* _DATA FOR THIS EXERCISE_:
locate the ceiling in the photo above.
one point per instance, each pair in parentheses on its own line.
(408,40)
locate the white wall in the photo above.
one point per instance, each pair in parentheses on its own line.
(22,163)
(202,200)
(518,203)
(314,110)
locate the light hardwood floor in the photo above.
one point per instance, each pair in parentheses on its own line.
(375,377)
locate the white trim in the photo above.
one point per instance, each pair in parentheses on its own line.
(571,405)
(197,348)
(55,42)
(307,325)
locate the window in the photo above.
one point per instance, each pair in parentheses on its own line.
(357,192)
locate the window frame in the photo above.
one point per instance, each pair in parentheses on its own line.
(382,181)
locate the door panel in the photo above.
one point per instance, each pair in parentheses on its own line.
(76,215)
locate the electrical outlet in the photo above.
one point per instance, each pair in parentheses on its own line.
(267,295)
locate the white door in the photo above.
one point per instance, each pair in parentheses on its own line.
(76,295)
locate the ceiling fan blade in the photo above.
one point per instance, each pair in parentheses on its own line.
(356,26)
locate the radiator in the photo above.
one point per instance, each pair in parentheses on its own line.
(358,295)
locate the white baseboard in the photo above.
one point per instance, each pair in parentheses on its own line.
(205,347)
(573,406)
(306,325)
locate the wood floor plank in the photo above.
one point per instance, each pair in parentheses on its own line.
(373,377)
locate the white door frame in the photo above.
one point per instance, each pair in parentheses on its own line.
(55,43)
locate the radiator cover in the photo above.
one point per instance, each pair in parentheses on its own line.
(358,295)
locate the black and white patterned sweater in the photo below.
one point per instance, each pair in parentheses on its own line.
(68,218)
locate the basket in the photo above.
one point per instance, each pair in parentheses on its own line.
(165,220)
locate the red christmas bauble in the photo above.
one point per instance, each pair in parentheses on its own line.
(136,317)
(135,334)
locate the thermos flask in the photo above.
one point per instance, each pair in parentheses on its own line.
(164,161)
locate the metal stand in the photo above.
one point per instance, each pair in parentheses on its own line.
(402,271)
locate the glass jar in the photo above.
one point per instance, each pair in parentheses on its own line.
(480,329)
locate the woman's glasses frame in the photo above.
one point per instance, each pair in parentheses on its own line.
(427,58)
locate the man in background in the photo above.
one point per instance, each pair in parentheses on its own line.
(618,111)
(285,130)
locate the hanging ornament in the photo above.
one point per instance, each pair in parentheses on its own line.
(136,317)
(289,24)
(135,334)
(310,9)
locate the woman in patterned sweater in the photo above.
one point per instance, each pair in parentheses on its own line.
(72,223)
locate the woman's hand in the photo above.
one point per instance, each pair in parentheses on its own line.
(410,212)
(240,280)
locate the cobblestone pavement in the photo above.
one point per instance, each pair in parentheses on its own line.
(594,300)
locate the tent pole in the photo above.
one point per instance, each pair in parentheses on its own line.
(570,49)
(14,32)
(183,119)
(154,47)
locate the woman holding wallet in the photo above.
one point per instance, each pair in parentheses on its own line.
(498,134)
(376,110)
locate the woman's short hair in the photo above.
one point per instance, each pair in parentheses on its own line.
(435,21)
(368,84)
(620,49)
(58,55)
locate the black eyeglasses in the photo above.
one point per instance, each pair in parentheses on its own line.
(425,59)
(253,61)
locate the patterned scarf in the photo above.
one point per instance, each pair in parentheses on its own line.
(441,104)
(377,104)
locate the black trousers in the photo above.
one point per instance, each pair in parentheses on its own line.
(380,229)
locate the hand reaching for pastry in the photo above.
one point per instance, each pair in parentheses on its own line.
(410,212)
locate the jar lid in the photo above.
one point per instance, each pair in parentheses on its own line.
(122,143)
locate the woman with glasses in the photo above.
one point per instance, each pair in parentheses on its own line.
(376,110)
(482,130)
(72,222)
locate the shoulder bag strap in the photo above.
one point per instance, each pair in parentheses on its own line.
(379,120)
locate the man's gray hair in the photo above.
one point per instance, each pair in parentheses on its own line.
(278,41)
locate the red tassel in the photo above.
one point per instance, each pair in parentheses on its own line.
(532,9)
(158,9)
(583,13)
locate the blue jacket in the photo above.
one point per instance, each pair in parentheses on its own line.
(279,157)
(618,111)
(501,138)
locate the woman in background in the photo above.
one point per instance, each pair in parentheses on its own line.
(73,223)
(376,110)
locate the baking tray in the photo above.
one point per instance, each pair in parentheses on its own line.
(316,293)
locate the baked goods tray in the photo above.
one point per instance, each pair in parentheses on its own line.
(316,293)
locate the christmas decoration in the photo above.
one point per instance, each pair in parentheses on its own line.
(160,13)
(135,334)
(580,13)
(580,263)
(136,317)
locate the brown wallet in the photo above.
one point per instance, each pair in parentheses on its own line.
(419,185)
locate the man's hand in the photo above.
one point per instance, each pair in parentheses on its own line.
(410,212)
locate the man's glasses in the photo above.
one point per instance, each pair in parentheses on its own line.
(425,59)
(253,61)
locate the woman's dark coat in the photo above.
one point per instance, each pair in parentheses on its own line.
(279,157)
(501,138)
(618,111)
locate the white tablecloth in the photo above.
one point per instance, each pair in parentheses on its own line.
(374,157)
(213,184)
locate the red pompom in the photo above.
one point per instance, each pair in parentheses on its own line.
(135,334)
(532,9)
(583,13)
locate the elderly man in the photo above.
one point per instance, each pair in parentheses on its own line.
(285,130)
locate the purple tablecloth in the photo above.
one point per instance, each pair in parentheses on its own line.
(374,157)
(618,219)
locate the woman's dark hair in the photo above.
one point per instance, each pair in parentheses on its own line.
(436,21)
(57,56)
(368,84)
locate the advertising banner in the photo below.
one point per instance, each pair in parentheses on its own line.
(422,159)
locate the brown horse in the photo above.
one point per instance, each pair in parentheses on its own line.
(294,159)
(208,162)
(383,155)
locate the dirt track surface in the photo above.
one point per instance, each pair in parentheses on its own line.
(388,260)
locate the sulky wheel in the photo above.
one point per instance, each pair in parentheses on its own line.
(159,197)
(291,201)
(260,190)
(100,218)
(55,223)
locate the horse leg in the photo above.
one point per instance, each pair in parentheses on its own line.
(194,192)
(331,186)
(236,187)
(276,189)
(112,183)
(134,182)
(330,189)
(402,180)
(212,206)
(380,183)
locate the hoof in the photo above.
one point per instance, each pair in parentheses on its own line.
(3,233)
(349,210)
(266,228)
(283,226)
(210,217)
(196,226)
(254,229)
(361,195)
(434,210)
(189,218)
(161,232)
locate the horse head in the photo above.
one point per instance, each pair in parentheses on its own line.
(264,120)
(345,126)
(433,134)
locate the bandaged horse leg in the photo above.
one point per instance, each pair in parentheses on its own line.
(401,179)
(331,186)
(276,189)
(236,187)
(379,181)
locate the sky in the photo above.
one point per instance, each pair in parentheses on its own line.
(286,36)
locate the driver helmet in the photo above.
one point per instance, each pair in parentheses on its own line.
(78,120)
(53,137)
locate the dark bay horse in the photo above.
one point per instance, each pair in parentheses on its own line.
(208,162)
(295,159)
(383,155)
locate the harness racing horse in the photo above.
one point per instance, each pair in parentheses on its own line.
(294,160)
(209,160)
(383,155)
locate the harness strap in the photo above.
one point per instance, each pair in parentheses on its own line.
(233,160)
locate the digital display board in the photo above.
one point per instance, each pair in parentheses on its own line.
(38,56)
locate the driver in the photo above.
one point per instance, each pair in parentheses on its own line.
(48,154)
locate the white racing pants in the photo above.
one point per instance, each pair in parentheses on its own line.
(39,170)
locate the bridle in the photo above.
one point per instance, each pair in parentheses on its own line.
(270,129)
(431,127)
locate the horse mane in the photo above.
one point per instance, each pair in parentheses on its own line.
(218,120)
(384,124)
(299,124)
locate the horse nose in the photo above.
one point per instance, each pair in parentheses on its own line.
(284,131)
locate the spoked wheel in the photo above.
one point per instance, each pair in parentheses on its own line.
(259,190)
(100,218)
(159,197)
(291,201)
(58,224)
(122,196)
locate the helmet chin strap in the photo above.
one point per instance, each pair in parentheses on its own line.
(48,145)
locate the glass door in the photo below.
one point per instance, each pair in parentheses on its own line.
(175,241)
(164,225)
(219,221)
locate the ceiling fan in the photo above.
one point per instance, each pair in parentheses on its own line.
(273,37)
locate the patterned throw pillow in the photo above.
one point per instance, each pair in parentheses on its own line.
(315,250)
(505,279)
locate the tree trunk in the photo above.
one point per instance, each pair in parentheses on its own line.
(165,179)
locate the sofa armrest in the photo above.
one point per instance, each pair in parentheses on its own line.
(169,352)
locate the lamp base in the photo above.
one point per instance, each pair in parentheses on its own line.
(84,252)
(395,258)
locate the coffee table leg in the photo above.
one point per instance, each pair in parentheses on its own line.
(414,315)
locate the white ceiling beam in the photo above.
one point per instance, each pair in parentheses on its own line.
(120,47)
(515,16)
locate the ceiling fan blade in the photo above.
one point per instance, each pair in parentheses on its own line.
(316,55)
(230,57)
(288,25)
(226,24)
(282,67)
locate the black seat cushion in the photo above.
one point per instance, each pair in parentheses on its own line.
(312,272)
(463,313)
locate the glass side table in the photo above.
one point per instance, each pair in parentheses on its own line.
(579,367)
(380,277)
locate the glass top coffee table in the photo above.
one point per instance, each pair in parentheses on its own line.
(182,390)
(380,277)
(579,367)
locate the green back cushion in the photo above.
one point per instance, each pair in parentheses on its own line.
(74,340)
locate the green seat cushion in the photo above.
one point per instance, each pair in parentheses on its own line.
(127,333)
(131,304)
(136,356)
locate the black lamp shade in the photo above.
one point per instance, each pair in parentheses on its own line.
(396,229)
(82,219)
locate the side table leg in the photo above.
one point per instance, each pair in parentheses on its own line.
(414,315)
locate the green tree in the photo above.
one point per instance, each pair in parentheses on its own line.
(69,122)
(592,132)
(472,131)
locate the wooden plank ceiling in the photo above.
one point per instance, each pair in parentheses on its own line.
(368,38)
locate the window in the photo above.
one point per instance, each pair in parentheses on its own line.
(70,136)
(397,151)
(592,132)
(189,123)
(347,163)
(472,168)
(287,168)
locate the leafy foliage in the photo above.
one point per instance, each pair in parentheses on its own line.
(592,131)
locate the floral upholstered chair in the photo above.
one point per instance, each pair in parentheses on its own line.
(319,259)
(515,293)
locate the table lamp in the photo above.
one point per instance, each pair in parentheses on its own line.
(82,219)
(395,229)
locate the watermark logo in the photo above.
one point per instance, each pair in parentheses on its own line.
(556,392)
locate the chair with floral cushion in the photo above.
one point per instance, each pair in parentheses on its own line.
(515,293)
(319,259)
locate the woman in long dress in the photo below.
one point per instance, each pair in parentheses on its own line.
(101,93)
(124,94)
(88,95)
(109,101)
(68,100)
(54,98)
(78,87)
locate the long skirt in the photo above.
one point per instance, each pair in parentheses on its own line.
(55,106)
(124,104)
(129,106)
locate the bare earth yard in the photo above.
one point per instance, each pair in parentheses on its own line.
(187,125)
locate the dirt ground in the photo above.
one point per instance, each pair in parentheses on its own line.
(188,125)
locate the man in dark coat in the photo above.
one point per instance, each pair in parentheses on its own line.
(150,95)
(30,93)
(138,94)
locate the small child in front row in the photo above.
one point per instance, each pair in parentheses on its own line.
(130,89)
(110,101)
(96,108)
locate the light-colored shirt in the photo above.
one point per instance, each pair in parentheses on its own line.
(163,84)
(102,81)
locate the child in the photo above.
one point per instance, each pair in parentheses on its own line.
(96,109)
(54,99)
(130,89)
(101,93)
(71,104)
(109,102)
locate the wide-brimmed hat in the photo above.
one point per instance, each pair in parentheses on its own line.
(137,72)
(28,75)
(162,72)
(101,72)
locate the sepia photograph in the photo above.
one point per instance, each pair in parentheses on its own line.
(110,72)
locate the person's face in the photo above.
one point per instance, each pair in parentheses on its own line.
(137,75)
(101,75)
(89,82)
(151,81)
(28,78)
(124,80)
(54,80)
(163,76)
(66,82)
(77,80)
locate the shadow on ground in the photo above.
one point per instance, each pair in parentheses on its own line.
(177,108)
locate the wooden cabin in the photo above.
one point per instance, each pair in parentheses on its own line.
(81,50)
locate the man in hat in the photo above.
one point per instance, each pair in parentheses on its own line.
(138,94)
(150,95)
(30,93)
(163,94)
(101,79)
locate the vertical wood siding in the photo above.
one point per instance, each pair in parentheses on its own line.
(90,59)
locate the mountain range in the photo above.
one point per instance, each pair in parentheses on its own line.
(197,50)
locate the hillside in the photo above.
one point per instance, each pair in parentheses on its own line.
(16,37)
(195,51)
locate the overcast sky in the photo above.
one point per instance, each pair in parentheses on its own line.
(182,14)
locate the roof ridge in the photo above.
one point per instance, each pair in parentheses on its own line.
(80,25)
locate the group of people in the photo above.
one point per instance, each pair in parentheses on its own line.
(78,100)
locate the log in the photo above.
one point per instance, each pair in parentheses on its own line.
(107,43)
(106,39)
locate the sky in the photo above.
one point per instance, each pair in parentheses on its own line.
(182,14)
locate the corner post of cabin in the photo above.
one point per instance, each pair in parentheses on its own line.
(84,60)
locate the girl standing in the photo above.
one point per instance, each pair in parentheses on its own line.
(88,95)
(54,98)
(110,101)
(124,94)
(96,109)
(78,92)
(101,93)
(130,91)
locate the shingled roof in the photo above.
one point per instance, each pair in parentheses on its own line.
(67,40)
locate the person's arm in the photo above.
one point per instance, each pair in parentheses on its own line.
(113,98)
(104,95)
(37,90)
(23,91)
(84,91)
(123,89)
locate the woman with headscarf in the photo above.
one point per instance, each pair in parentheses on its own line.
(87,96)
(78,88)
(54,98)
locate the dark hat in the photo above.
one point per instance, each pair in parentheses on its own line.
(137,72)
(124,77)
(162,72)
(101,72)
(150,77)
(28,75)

* _DIRECTION_:
Word for word, quote the lines from the line containing "locate the girl standing in the photo above." through the end of the material, both included, and nothing else.

* _COMPLETE RESPONSE_:
locate the girl standing in the photo above.
one point per instance, each pair in parentheses on its own line.
(88,95)
(54,98)
(110,101)
(124,94)
(96,109)
(78,92)
(101,93)
(130,91)
locate the shingled roof in the photo above.
one point per instance, each pair in parentheses on its own line.
(67,40)
locate the person's arm in the photo above.
one point per instance, each pair in parentheses on its own line.
(113,98)
(104,95)
(37,90)
(23,91)
(84,91)
(123,89)
locate the woman with headscarf in the photo above.
one point per instance, each pair in parentheses on its own line.
(87,96)
(78,88)
(54,98)
locate the dark hat in the photo above.
one point per instance, each pair in parentheses on its own line.
(137,72)
(124,77)
(162,72)
(101,72)
(150,77)
(28,75)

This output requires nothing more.